> [Exercise brief] Count the lines in the material below that contain the word "woman", and give only that number.

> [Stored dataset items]
(begin)

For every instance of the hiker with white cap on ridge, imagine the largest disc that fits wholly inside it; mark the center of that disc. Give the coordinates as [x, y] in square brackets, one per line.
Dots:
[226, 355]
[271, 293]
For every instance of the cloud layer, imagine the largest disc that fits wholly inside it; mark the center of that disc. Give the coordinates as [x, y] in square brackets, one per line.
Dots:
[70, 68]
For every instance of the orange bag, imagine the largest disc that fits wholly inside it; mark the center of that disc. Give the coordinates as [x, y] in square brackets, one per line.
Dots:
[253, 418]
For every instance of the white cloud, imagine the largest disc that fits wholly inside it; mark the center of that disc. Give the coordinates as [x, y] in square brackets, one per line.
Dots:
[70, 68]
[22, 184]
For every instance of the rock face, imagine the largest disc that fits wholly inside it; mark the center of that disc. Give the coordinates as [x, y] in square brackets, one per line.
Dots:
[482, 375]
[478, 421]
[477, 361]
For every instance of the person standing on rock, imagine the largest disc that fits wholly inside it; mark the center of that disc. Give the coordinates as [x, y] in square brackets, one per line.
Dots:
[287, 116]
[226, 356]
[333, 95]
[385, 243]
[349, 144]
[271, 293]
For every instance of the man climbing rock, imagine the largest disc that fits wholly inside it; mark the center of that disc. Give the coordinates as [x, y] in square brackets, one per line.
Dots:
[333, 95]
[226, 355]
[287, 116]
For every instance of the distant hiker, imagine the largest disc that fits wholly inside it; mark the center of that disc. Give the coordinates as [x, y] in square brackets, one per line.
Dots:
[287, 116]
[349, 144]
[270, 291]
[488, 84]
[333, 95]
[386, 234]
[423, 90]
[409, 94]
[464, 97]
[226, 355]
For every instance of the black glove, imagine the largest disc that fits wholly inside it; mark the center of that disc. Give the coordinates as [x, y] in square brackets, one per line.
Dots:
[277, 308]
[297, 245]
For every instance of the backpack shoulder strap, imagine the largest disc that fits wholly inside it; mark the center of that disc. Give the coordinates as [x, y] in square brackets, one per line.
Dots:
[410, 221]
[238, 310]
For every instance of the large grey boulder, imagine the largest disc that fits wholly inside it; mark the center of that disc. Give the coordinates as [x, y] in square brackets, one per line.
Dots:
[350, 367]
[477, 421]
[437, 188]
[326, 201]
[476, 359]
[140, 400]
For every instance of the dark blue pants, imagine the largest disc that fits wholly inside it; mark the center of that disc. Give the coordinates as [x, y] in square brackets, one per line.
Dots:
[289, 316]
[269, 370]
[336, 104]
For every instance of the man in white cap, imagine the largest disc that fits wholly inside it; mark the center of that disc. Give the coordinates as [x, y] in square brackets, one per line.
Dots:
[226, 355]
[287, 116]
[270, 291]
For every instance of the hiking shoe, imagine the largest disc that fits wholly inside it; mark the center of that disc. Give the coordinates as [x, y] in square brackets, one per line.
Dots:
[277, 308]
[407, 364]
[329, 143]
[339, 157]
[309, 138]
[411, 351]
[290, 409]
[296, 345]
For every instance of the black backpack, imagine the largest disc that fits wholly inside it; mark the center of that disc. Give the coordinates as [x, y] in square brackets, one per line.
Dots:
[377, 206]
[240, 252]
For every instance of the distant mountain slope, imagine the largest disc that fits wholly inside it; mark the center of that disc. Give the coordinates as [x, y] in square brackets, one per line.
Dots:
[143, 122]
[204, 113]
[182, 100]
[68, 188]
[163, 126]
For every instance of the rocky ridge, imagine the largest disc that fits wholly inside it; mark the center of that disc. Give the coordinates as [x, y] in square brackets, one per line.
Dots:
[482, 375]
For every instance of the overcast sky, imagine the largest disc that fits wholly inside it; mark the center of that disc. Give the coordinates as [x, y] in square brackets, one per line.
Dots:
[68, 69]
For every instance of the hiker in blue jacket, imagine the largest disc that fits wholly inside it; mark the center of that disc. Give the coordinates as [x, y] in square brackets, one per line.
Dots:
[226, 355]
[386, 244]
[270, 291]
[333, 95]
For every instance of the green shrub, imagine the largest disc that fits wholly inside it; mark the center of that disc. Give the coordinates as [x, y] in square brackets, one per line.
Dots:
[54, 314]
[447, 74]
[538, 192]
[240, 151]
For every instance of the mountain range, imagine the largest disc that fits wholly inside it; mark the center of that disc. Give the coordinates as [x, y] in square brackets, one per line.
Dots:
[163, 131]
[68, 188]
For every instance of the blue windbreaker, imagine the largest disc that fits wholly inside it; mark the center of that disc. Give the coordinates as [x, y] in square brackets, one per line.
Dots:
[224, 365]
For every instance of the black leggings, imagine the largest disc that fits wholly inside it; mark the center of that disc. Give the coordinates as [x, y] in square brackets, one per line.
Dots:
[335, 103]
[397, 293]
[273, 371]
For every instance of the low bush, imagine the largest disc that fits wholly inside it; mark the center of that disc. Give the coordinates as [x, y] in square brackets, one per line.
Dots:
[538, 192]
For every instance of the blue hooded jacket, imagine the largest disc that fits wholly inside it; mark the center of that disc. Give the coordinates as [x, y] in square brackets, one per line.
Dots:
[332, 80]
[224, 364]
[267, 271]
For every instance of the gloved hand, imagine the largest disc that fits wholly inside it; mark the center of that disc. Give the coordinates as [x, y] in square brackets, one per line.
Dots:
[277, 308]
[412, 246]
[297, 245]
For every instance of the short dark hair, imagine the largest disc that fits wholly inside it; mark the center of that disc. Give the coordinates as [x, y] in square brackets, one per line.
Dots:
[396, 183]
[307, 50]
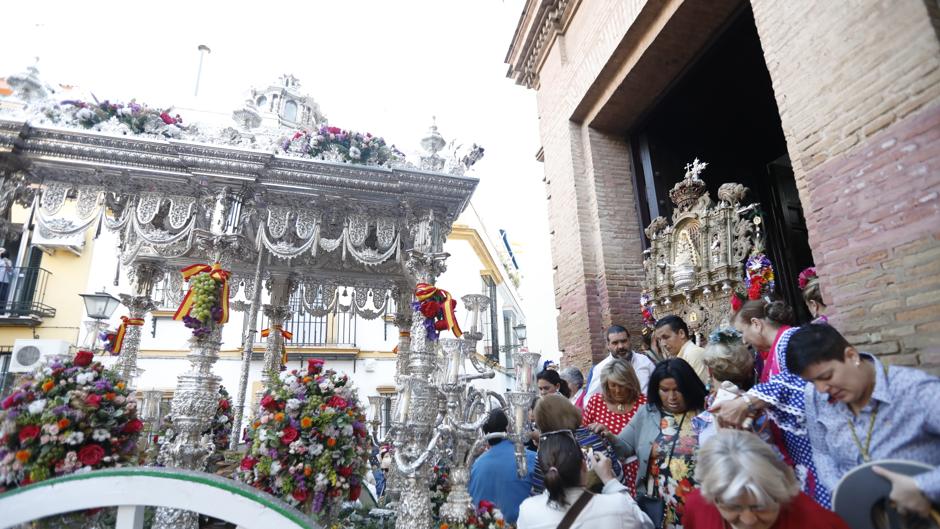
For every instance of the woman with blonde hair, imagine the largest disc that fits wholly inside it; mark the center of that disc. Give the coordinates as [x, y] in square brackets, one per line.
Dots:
[615, 406]
[744, 485]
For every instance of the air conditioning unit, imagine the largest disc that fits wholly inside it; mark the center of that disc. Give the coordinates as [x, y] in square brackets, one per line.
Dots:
[27, 354]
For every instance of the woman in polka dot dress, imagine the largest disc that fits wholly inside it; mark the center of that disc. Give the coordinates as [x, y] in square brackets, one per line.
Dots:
[615, 406]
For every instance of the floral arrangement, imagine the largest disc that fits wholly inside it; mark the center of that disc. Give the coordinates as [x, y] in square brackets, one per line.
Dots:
[437, 307]
[486, 516]
[68, 416]
[759, 276]
[206, 302]
[352, 147]
[806, 276]
[309, 442]
[137, 118]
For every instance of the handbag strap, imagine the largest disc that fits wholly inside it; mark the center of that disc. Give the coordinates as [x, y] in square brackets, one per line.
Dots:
[672, 449]
[575, 510]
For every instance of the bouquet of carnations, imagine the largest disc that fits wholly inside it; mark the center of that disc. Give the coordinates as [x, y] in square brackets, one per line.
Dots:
[350, 146]
[138, 118]
[486, 516]
[67, 416]
[309, 442]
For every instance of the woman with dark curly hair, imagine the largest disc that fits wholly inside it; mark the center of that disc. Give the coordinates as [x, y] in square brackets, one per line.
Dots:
[662, 438]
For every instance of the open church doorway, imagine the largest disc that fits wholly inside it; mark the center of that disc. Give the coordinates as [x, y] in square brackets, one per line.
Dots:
[722, 110]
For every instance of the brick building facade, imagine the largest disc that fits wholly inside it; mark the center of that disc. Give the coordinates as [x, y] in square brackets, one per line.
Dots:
[856, 90]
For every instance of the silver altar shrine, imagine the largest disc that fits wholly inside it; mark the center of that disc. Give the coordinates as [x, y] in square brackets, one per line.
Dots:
[275, 219]
[695, 262]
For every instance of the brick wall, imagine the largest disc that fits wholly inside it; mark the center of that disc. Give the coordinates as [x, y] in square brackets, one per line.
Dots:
[596, 248]
[858, 89]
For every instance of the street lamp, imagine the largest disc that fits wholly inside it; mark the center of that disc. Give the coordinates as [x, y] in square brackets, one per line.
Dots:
[99, 306]
[520, 334]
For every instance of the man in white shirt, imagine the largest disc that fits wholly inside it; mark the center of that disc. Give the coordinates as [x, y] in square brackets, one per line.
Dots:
[672, 334]
[618, 345]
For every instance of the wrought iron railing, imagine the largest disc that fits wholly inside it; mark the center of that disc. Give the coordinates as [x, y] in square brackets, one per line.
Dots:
[336, 328]
[23, 294]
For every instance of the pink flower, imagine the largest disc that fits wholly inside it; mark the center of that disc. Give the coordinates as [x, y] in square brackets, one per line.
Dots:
[28, 433]
[90, 455]
[83, 358]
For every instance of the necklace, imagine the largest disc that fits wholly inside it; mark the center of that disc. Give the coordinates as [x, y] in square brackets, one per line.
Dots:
[863, 450]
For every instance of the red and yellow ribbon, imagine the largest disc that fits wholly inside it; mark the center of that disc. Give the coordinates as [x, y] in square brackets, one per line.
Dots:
[287, 335]
[117, 342]
[217, 273]
[425, 291]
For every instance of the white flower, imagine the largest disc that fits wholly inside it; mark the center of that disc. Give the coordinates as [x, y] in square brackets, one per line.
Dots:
[100, 434]
[36, 406]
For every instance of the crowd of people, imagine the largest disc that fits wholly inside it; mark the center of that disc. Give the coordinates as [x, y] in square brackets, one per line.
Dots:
[754, 430]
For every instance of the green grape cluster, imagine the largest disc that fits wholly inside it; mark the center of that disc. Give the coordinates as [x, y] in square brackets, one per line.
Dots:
[205, 296]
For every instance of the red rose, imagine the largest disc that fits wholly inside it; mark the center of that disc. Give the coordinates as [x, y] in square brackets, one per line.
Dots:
[28, 433]
[354, 492]
[133, 426]
[299, 495]
[289, 435]
[314, 366]
[83, 358]
[249, 463]
[90, 455]
[430, 308]
[268, 402]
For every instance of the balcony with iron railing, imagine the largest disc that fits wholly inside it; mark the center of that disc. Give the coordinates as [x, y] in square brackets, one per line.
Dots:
[23, 296]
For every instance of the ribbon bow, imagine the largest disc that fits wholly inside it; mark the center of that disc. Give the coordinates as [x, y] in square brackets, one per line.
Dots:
[425, 291]
[117, 339]
[287, 335]
[216, 272]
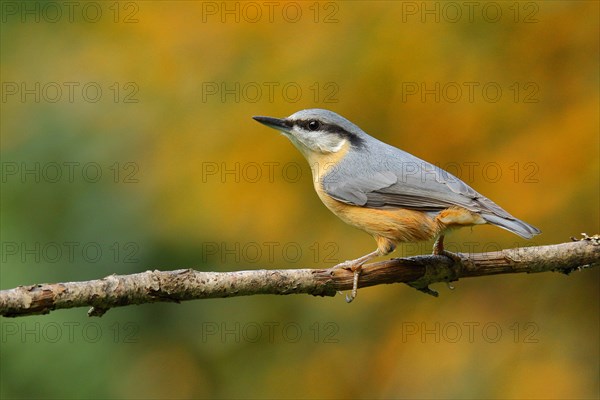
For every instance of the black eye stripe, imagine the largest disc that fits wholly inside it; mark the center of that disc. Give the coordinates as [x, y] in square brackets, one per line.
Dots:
[354, 139]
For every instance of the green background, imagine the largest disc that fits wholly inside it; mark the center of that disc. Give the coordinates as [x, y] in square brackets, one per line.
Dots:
[188, 179]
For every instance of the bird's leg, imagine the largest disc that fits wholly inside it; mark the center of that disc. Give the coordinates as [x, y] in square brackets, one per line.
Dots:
[356, 267]
[438, 250]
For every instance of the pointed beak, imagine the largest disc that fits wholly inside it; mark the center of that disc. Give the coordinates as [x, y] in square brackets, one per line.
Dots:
[276, 123]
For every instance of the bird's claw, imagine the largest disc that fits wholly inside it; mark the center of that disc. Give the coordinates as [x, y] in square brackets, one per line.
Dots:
[352, 295]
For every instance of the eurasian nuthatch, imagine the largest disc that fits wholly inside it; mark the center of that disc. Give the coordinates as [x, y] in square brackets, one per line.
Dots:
[389, 193]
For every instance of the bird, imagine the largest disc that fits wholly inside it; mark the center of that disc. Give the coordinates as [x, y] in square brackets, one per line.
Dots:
[393, 195]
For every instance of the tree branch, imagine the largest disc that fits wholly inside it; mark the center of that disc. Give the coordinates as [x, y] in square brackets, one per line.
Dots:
[187, 284]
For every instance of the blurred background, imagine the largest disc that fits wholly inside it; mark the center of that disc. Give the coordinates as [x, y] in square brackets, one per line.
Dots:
[128, 145]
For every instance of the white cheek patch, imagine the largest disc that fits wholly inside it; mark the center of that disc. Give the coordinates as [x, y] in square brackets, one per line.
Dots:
[327, 143]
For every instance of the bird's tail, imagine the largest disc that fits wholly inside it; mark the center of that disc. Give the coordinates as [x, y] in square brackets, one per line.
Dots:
[513, 225]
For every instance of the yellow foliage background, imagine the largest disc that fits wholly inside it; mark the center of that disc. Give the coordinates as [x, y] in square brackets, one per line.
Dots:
[190, 145]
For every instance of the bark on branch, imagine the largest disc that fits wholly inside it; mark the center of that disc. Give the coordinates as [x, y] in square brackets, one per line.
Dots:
[188, 284]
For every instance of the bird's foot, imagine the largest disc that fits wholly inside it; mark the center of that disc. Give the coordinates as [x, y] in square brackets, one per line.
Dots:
[438, 250]
[356, 270]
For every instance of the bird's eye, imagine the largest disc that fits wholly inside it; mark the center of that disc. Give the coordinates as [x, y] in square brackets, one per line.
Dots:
[313, 125]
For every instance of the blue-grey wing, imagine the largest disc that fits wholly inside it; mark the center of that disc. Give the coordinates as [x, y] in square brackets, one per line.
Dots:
[382, 176]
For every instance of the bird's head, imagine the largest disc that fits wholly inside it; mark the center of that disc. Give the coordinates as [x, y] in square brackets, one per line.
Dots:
[316, 132]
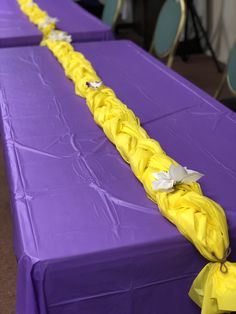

(end)

> [Response to this task] 3